* Start INFORMATION PROVIDED *
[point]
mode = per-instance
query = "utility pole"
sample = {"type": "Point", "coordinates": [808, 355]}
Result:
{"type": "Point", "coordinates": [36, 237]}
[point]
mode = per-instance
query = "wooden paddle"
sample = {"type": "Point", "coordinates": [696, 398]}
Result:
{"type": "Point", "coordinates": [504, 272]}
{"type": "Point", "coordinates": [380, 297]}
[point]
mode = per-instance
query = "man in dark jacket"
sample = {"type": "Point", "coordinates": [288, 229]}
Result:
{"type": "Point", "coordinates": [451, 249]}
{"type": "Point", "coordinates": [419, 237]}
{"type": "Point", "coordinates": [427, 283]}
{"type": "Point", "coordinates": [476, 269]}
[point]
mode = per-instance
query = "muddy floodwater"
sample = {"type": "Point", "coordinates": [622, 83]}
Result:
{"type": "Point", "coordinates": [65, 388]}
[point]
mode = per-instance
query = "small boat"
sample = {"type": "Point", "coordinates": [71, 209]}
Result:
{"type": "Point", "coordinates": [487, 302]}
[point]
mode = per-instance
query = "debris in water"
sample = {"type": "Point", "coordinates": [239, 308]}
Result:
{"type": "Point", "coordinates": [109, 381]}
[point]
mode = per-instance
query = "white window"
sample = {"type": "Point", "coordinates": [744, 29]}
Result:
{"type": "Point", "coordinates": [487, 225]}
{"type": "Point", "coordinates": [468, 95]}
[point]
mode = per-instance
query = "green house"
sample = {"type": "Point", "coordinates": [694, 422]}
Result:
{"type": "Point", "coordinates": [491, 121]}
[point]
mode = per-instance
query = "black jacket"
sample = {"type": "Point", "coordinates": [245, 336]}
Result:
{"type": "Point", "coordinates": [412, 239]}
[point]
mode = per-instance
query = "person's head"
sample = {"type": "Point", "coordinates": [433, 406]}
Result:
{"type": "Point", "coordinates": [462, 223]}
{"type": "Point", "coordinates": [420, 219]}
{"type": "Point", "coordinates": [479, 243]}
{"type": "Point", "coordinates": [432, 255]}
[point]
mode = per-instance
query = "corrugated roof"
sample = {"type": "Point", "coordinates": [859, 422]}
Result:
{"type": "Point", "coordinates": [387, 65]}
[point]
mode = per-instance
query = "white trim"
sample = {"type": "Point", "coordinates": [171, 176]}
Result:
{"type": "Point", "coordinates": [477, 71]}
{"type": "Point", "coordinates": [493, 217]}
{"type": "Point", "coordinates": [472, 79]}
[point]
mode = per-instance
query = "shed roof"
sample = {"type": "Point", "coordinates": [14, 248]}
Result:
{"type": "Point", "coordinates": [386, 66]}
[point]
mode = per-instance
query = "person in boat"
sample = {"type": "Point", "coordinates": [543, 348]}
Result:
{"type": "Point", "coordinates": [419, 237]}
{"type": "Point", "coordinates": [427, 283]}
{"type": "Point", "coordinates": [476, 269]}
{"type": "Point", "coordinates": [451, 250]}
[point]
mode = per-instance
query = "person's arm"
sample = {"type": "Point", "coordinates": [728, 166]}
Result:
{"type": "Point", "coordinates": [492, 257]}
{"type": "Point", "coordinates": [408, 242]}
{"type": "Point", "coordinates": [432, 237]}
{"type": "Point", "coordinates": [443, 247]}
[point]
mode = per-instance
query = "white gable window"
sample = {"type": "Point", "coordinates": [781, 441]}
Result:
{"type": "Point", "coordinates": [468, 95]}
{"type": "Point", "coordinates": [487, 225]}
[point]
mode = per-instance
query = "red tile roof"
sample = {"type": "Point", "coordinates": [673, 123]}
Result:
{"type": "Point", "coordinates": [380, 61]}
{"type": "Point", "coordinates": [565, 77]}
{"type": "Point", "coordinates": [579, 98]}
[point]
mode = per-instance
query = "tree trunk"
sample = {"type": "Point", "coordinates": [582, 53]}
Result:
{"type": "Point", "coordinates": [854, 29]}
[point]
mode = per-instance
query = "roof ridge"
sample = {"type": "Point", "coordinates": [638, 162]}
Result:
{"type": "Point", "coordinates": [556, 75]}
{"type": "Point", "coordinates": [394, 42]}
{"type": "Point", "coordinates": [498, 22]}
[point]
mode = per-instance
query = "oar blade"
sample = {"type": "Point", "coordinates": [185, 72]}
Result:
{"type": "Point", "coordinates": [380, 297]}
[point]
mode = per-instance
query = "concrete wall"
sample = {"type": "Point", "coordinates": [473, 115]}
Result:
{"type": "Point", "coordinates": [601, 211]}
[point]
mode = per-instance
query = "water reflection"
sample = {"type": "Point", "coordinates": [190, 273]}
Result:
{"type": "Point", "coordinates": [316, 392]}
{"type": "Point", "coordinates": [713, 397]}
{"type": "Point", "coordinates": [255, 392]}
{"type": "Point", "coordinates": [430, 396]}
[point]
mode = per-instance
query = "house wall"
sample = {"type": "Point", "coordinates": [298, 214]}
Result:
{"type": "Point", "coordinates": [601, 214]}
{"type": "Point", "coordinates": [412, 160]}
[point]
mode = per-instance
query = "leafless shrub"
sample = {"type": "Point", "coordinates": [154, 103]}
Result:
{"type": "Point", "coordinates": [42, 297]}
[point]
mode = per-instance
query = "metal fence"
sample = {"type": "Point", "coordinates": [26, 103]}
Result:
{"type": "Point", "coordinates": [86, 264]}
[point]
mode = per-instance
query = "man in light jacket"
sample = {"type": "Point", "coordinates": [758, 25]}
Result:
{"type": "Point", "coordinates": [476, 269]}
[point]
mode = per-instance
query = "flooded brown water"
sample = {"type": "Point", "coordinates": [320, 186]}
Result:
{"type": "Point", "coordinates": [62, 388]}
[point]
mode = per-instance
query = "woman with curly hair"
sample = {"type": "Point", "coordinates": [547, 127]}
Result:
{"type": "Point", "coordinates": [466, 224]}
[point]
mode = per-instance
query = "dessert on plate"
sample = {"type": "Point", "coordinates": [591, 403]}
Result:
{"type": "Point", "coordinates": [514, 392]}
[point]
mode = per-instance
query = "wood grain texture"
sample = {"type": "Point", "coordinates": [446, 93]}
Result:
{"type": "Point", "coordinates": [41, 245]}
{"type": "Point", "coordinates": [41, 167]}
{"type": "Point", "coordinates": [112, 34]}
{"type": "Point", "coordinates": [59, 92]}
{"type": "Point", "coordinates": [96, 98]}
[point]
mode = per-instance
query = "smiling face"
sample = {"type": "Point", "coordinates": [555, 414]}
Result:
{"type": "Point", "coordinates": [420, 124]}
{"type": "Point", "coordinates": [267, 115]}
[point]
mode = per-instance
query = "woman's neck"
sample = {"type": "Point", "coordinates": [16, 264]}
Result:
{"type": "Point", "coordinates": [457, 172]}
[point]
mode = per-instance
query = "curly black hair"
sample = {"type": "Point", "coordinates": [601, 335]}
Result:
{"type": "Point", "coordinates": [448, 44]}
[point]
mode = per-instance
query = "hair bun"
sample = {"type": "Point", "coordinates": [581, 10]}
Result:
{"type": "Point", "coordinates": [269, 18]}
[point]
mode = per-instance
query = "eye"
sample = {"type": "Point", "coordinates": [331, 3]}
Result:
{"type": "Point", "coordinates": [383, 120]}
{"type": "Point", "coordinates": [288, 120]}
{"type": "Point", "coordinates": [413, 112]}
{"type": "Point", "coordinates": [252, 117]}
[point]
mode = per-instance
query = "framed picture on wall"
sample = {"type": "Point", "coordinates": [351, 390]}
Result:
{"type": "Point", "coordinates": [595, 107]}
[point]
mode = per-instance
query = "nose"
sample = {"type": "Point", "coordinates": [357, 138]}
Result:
* End INFORMATION PROVIDED *
## EXERCISE INSTRUCTIONS
Return each entry from above without altering a single character.

## OUTPUT
[point]
mode = per-instance
query = "utility pole"
sample = {"type": "Point", "coordinates": [808, 355]}
Result:
{"type": "Point", "coordinates": [36, 237]}
[point]
mode = per-instance
query = "wooden paddle"
sample = {"type": "Point", "coordinates": [696, 398]}
Result:
{"type": "Point", "coordinates": [504, 272]}
{"type": "Point", "coordinates": [380, 297]}
[point]
mode = per-instance
query = "man in dark jacket"
sample = {"type": "Point", "coordinates": [288, 229]}
Result:
{"type": "Point", "coordinates": [451, 249]}
{"type": "Point", "coordinates": [419, 237]}
{"type": "Point", "coordinates": [427, 283]}
{"type": "Point", "coordinates": [476, 269]}
[point]
mode = per-instance
query = "muddy floodwater"
sample = {"type": "Point", "coordinates": [622, 83]}
Result:
{"type": "Point", "coordinates": [65, 388]}
[point]
mode = per-instance
query = "small boat"
sample = {"type": "Point", "coordinates": [71, 209]}
Result:
{"type": "Point", "coordinates": [487, 302]}
[point]
mode = per-instance
query = "debris in water"
sample = {"type": "Point", "coordinates": [239, 308]}
Result:
{"type": "Point", "coordinates": [109, 381]}
[point]
mode = per-instance
query = "white window"
sample = {"type": "Point", "coordinates": [744, 29]}
Result:
{"type": "Point", "coordinates": [487, 225]}
{"type": "Point", "coordinates": [468, 95]}
[point]
mode = per-instance
query = "green house"
sample = {"type": "Point", "coordinates": [694, 422]}
Result:
{"type": "Point", "coordinates": [491, 121]}
[point]
mode = per-instance
query = "black jacket"
sample = {"type": "Point", "coordinates": [245, 336]}
Result:
{"type": "Point", "coordinates": [412, 239]}
[point]
mode = per-instance
query = "person's head"
sample = {"type": "Point", "coordinates": [433, 406]}
Result:
{"type": "Point", "coordinates": [462, 223]}
{"type": "Point", "coordinates": [420, 219]}
{"type": "Point", "coordinates": [479, 243]}
{"type": "Point", "coordinates": [432, 255]}
[point]
mode = per-instance
query = "corrugated roof"
sample = {"type": "Point", "coordinates": [859, 422]}
Result:
{"type": "Point", "coordinates": [387, 65]}
[point]
mode = per-instance
query = "white trim"
sample = {"type": "Point", "coordinates": [171, 176]}
Result:
{"type": "Point", "coordinates": [477, 71]}
{"type": "Point", "coordinates": [493, 217]}
{"type": "Point", "coordinates": [472, 79]}
[point]
mode = per-instance
query = "shed roof"
sample = {"type": "Point", "coordinates": [14, 248]}
Result:
{"type": "Point", "coordinates": [386, 66]}
[point]
mode = per-instance
query = "person in boat"
sample = {"type": "Point", "coordinates": [543, 348]}
Result:
{"type": "Point", "coordinates": [419, 237]}
{"type": "Point", "coordinates": [427, 283]}
{"type": "Point", "coordinates": [476, 269]}
{"type": "Point", "coordinates": [451, 250]}
[point]
mode = per-instance
query = "person's arm"
sample = {"type": "Point", "coordinates": [728, 166]}
Result:
{"type": "Point", "coordinates": [492, 257]}
{"type": "Point", "coordinates": [408, 242]}
{"type": "Point", "coordinates": [432, 237]}
{"type": "Point", "coordinates": [443, 247]}
[point]
mode = per-instance
query = "white gable window"
sample = {"type": "Point", "coordinates": [781, 441]}
Result:
{"type": "Point", "coordinates": [468, 95]}
{"type": "Point", "coordinates": [487, 225]}
[point]
mode = per-instance
query = "red tile roof"
sample = {"type": "Point", "coordinates": [673, 123]}
Result:
{"type": "Point", "coordinates": [380, 61]}
{"type": "Point", "coordinates": [565, 77]}
{"type": "Point", "coordinates": [579, 98]}
[point]
mode = per-instance
query = "tree trunk"
sample = {"type": "Point", "coordinates": [582, 53]}
Result:
{"type": "Point", "coordinates": [854, 29]}
[point]
mode = per-instance
query = "roof ridge"
sample = {"type": "Point", "coordinates": [638, 162]}
Result:
{"type": "Point", "coordinates": [556, 75]}
{"type": "Point", "coordinates": [394, 42]}
{"type": "Point", "coordinates": [498, 22]}
[point]
mode = per-instance
query = "oar blade"
sample = {"type": "Point", "coordinates": [185, 72]}
Result:
{"type": "Point", "coordinates": [380, 297]}
[point]
mode = per-instance
query = "concrete wall"
sample = {"type": "Point", "coordinates": [473, 115]}
Result:
{"type": "Point", "coordinates": [601, 211]}
[point]
mode = per-instance
query = "water reflection"
sample = {"type": "Point", "coordinates": [190, 273]}
Result:
{"type": "Point", "coordinates": [316, 392]}
{"type": "Point", "coordinates": [713, 397]}
{"type": "Point", "coordinates": [255, 392]}
{"type": "Point", "coordinates": [430, 396]}
[point]
mode = per-instance
query = "house wall"
sample = {"type": "Point", "coordinates": [298, 214]}
Result:
{"type": "Point", "coordinates": [601, 214]}
{"type": "Point", "coordinates": [412, 160]}
[point]
mode = per-instance
query = "leafless shrub"
sample = {"type": "Point", "coordinates": [154, 103]}
Result:
{"type": "Point", "coordinates": [42, 297]}
[point]
mode = per-instance
query = "metal fence"
sample = {"type": "Point", "coordinates": [26, 103]}
Result:
{"type": "Point", "coordinates": [86, 264]}
[point]
mode = per-instance
query = "man in light jacket"
sample = {"type": "Point", "coordinates": [758, 25]}
Result:
{"type": "Point", "coordinates": [476, 269]}
[point]
mode = per-instance
query = "flooded brown water"
sample = {"type": "Point", "coordinates": [320, 186]}
Result:
{"type": "Point", "coordinates": [62, 388]}
[point]
mode = per-instance
query = "woman with curly hair"
sample = {"type": "Point", "coordinates": [547, 127]}
Result:
{"type": "Point", "coordinates": [466, 224]}
[point]
mode = per-instance
query = "dessert on plate"
sample = {"type": "Point", "coordinates": [591, 403]}
Result:
{"type": "Point", "coordinates": [514, 392]}
[point]
mode = per-instance
query = "wood grain texture"
sample = {"type": "Point", "coordinates": [446, 93]}
Result:
{"type": "Point", "coordinates": [41, 245]}
{"type": "Point", "coordinates": [41, 167]}
{"type": "Point", "coordinates": [112, 34]}
{"type": "Point", "coordinates": [59, 92]}
{"type": "Point", "coordinates": [96, 98]}
[point]
mode = per-instance
query = "smiling face"
sample = {"type": "Point", "coordinates": [555, 414]}
Result:
{"type": "Point", "coordinates": [420, 124]}
{"type": "Point", "coordinates": [267, 115]}
[point]
mode = per-instance
query = "woman's neck"
sample = {"type": "Point", "coordinates": [16, 264]}
Result:
{"type": "Point", "coordinates": [457, 172]}
[point]
mode = per-instance
query = "curly black hair"
sample = {"type": "Point", "coordinates": [601, 335]}
Result:
{"type": "Point", "coordinates": [448, 44]}
[point]
mode = per-instance
query = "hair bun"
sample = {"type": "Point", "coordinates": [581, 10]}
Result:
{"type": "Point", "coordinates": [269, 18]}
[point]
mode = per-instance
query = "eye"
sample = {"type": "Point", "coordinates": [331, 3]}
Result:
{"type": "Point", "coordinates": [383, 120]}
{"type": "Point", "coordinates": [288, 120]}
{"type": "Point", "coordinates": [413, 112]}
{"type": "Point", "coordinates": [252, 117]}
[point]
mode = per-instance
query = "framed picture on wall"
sample = {"type": "Point", "coordinates": [351, 390]}
Result:
{"type": "Point", "coordinates": [595, 107]}
[point]
mode = per-instance
query = "nose"
sample = {"type": "Point", "coordinates": [357, 138]}
Result:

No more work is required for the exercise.